● Task brief:
Write out, character for character, the line containing "Note to the class: indicate the dark" and all lines after it up to the end of the listing.

[BEGIN Material supplied]

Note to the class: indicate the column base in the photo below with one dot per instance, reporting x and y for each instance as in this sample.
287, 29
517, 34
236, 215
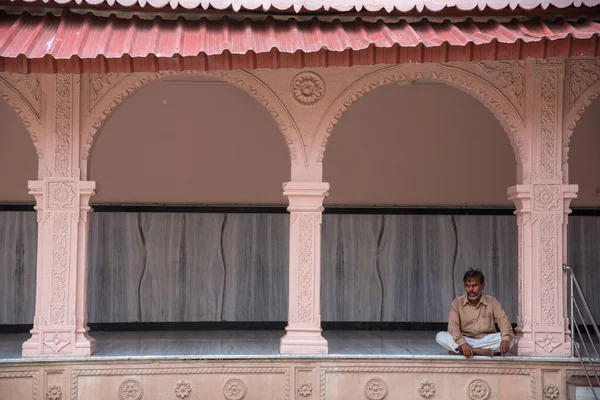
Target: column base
59, 341
542, 344
299, 340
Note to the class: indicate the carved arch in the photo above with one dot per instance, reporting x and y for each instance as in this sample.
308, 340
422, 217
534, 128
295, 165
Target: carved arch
583, 87
500, 106
120, 86
17, 99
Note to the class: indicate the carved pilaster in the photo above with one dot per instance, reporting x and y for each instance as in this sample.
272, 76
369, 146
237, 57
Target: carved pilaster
62, 203
542, 207
304, 325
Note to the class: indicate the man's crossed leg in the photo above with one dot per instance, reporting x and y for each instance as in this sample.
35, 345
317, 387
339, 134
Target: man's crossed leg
486, 346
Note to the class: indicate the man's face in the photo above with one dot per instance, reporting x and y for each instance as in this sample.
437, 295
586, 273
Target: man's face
474, 289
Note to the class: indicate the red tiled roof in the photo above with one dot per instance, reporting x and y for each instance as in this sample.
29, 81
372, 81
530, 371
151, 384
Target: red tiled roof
25, 38
340, 5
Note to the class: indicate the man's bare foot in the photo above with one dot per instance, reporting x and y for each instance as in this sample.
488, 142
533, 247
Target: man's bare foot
484, 352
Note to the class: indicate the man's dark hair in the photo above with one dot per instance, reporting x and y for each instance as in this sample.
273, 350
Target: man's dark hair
474, 273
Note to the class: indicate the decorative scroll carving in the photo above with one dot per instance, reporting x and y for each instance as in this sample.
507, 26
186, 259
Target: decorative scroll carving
26, 111
547, 197
479, 389
183, 389
131, 389
307, 88
426, 389
500, 106
248, 83
376, 389
234, 389
305, 389
548, 267
551, 392
59, 268
548, 124
54, 393
548, 343
62, 147
510, 75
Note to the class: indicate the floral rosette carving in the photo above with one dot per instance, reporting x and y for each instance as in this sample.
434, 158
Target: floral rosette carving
305, 389
426, 389
376, 389
307, 88
551, 392
479, 389
234, 389
131, 389
54, 393
182, 389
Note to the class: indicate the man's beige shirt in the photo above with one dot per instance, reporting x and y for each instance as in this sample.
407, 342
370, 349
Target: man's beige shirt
477, 322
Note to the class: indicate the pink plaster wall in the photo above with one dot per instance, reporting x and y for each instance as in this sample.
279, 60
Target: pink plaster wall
170, 144
584, 158
193, 143
419, 145
18, 161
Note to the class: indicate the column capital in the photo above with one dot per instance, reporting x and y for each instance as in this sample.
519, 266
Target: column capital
542, 197
305, 196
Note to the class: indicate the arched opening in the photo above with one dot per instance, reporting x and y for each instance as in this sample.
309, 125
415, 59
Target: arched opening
18, 227
424, 152
584, 226
195, 141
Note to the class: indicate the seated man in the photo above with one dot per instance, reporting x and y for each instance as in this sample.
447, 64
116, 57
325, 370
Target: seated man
471, 329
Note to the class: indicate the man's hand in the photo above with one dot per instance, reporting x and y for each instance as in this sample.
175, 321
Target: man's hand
466, 350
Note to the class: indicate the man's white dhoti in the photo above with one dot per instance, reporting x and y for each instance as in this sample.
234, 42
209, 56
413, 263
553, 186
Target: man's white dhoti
491, 341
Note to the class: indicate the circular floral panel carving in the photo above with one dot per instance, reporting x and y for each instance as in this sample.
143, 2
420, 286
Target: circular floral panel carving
551, 391
182, 389
426, 389
54, 393
376, 389
479, 390
131, 389
307, 88
305, 389
234, 389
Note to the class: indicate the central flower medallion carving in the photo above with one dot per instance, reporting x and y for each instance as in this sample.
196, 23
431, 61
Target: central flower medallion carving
183, 389
376, 389
479, 390
427, 389
234, 389
307, 88
131, 389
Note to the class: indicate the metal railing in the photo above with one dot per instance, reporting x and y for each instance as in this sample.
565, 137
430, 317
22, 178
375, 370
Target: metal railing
578, 341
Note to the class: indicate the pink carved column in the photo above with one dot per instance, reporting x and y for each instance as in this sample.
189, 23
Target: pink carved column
62, 202
542, 208
304, 317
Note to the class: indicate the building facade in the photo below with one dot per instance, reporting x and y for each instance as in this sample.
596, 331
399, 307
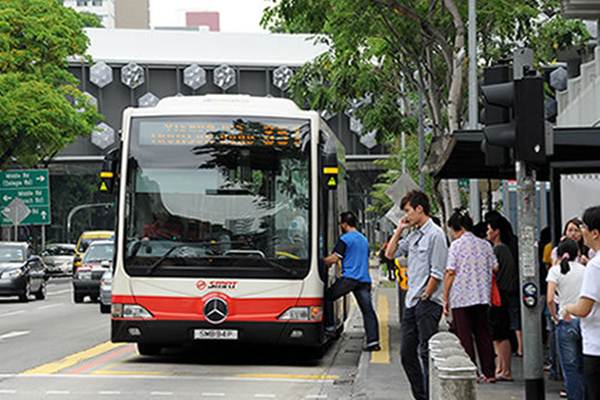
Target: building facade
105, 9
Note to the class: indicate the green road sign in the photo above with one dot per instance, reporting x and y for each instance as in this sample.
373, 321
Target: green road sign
31, 187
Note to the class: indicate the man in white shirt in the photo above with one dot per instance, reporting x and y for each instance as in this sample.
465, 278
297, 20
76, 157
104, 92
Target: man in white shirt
587, 307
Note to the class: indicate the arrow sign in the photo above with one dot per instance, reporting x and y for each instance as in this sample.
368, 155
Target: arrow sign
16, 211
29, 186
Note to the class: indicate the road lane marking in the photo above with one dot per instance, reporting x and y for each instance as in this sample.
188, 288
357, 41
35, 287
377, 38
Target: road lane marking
127, 373
290, 376
102, 360
383, 311
73, 359
58, 292
14, 334
149, 376
49, 306
10, 314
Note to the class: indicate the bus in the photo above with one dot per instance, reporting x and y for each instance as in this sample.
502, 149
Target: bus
226, 206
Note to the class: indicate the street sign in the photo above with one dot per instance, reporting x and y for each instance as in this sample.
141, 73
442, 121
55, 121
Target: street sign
31, 187
16, 211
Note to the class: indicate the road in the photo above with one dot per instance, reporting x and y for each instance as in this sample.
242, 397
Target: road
55, 349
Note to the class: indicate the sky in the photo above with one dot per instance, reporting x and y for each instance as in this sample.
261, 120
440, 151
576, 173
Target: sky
235, 15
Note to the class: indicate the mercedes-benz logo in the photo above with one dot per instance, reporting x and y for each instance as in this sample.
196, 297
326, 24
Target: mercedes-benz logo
216, 310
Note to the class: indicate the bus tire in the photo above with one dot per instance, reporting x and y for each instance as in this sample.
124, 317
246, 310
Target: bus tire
148, 349
77, 297
104, 308
316, 353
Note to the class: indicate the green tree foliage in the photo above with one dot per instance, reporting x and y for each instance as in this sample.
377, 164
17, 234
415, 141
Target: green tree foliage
393, 49
41, 109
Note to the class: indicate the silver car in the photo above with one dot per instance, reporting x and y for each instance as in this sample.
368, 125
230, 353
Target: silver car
106, 292
58, 258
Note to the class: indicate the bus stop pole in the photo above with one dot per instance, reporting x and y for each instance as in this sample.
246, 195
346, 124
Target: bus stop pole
531, 306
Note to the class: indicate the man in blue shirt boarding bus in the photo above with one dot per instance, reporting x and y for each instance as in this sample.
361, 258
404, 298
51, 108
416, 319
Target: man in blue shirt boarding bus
352, 249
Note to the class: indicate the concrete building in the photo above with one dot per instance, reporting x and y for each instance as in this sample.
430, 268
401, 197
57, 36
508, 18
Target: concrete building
210, 19
160, 58
105, 9
132, 14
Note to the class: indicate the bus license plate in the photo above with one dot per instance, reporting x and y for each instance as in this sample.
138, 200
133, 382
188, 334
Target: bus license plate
215, 334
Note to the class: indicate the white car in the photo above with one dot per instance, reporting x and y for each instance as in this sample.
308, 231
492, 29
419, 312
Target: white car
58, 258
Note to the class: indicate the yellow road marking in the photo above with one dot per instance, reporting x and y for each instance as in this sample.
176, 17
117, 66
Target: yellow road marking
121, 372
73, 359
289, 376
383, 311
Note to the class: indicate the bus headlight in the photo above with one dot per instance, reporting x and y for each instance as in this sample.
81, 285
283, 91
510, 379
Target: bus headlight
130, 311
312, 313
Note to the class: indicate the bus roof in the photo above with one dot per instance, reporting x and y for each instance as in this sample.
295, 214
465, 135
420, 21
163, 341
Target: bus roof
223, 104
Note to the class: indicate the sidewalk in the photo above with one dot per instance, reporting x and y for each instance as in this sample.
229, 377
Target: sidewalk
381, 377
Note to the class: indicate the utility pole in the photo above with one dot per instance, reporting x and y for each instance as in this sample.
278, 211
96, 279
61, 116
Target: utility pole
421, 134
529, 278
474, 201
522, 129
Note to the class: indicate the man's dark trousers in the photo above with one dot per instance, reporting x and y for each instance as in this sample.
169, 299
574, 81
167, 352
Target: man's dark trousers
418, 325
362, 293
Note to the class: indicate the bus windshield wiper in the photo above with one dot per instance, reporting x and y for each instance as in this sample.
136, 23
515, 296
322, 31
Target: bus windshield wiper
164, 257
260, 254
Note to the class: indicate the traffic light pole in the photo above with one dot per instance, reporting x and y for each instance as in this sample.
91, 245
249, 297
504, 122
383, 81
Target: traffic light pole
531, 306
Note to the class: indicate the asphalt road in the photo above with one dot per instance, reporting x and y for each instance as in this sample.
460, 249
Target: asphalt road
55, 349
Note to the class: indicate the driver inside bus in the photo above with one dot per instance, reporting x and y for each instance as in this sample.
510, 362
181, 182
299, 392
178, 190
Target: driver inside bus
295, 246
163, 227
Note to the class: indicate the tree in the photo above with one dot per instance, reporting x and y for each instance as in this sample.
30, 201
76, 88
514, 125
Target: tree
41, 109
394, 49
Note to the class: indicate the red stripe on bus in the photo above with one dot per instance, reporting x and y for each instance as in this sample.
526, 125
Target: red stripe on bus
191, 308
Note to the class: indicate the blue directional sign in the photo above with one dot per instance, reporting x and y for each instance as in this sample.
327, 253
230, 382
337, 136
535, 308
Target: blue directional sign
31, 188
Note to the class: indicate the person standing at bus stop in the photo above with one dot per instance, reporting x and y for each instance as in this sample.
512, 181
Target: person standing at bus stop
427, 250
352, 249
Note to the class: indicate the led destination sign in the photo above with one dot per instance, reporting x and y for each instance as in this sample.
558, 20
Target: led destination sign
221, 131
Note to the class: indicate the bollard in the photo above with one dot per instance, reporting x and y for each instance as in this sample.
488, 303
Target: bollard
457, 377
437, 358
443, 336
437, 343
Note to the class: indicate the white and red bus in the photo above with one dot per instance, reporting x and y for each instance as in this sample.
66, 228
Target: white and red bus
226, 206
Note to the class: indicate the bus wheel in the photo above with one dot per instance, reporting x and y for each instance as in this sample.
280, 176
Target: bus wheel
316, 353
148, 349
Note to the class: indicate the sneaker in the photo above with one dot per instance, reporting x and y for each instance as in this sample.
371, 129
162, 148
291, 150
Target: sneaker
373, 347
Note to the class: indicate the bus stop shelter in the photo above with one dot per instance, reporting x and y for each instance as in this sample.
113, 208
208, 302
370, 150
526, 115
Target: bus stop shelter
576, 151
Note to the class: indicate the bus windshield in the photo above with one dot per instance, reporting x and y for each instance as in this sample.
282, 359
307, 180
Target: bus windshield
218, 197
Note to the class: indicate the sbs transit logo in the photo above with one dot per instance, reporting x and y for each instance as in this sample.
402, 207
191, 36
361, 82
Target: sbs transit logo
203, 285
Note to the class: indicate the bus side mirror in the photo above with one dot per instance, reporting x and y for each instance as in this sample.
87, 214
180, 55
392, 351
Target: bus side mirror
108, 175
330, 171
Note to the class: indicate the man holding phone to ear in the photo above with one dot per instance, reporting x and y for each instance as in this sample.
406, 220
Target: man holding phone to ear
427, 250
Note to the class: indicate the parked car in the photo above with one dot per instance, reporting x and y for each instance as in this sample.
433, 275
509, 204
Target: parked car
106, 291
96, 261
85, 239
58, 258
21, 272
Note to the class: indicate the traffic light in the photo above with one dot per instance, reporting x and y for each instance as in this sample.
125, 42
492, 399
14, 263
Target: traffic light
523, 129
495, 156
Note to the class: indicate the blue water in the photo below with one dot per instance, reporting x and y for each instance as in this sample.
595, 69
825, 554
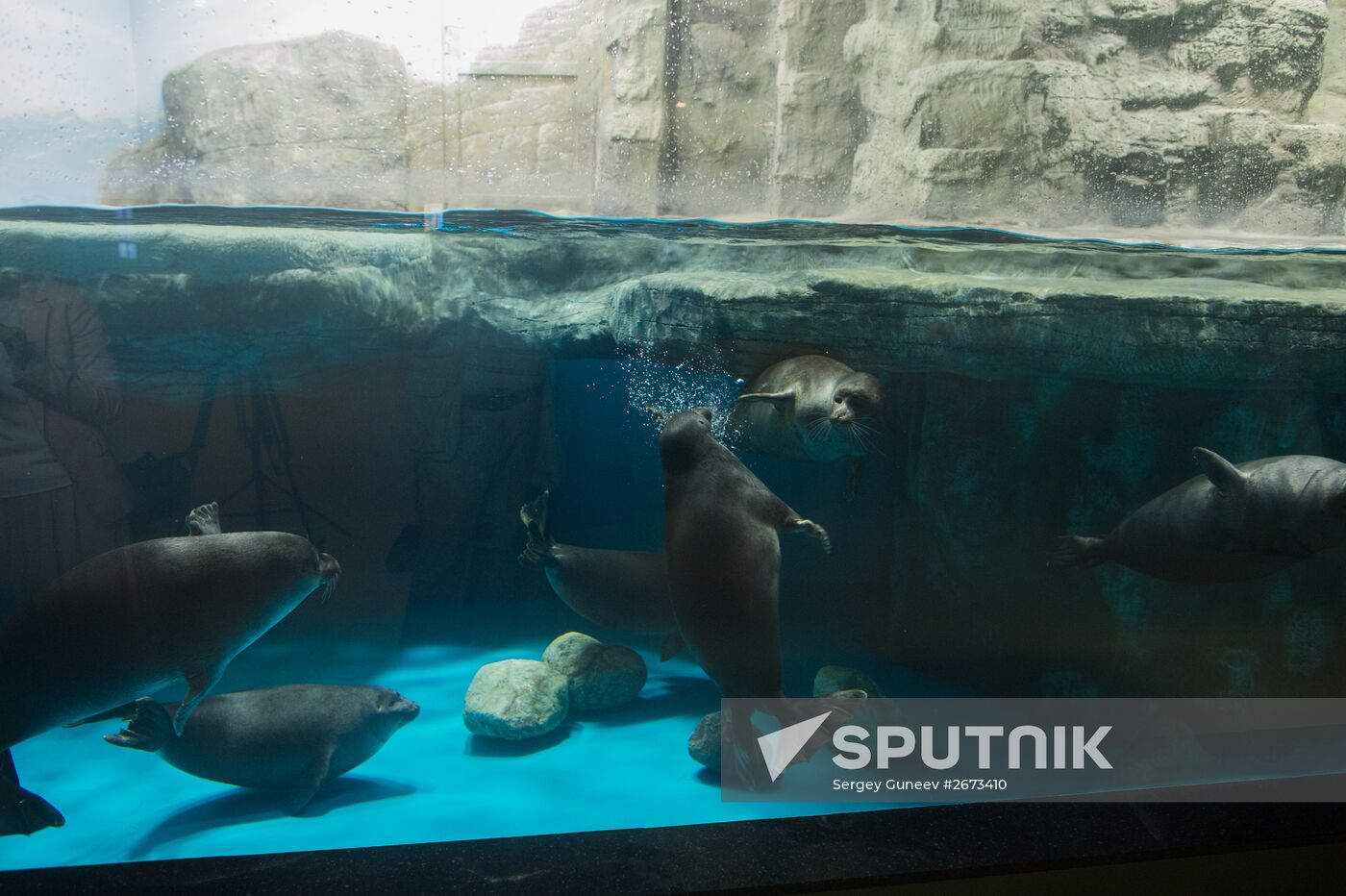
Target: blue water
434, 781
431, 782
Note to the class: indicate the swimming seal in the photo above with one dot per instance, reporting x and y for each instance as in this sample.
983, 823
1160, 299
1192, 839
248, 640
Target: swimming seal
808, 408
720, 529
135, 619
622, 589
1232, 524
295, 738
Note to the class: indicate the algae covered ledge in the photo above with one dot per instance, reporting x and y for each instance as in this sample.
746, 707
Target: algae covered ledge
195, 296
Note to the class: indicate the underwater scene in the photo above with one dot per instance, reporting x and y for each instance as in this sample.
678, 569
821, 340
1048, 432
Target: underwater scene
387, 528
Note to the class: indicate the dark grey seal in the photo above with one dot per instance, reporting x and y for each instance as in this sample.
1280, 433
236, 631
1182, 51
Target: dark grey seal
622, 589
1231, 524
295, 738
720, 529
137, 619
810, 408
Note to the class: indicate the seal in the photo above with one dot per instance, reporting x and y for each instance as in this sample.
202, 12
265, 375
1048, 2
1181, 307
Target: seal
1234, 522
720, 532
292, 738
622, 589
810, 408
135, 619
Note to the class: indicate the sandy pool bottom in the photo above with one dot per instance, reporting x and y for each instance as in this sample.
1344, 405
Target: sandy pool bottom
431, 782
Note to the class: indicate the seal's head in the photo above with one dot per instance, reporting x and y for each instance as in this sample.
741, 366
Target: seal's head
393, 710
329, 571
686, 435
857, 398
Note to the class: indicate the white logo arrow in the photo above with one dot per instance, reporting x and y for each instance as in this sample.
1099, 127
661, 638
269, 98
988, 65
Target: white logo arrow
780, 748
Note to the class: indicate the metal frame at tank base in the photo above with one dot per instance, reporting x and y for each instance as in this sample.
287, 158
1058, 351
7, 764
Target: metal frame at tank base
776, 856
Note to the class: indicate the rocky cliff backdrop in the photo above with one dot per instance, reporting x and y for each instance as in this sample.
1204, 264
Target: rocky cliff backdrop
1040, 114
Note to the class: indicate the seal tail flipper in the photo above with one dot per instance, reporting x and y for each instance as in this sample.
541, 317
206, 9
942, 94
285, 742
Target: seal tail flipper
205, 521
540, 542
125, 710
148, 730
1079, 551
670, 646
22, 811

[END Material supplied]

● Result of the task:
Note to the class: indicate the dark grey seal in the photo above with one dot per instance, reporting x and y for each instance as in this sample.
1280, 433
236, 631
1182, 51
Target: dark grey seal
622, 589
1231, 524
295, 738
720, 529
137, 619
810, 408
Note to the class: indicate the seal in the photo above with one dot per instance, reporting x and y for each instance as in this sample.
202, 12
265, 375
1048, 2
1181, 307
Target: seal
1234, 522
720, 532
292, 738
622, 589
810, 408
135, 619
Note to the class: indicate the sandy pool bottom in the photo above with one dot per instance, reporting x and y for each instance as in this sample.
1344, 405
Target: sandy pool bottom
431, 782
Note to the class: indicate the seal's head in the photo above with one dot per instance, reporting x and y for each instance as in this sample.
741, 366
Target: seal's head
393, 710
329, 571
686, 435
857, 398
Note to the class: indicate the white logo arrow in the photo above with one dot per instance, reporting x and y for each instance as in this sample.
1099, 127
661, 638
269, 98
988, 65
Target: white logo arrow
780, 748
Note to the class: indicate the metal frame at tank base in the photo above with one dot per instance, reporting x and y for each instance as in this sample.
287, 158
1058, 351
7, 764
Target: metal frame at tank base
776, 856
Note to the class: indicate the rocky cliff backdrop in the photo above with one dot per instance, reporting x and y for each instance as in this sample.
1204, 264
Target: rocky cliff backdrop
1040, 114
Note to the class: indicate the seal tail flipper in the photo above with one dot per instance, reporting x and y for each instance as in this sample.
541, 317
206, 9
942, 94
285, 742
Target: seal tail flipper
205, 521
540, 542
125, 710
148, 730
1079, 551
670, 646
22, 811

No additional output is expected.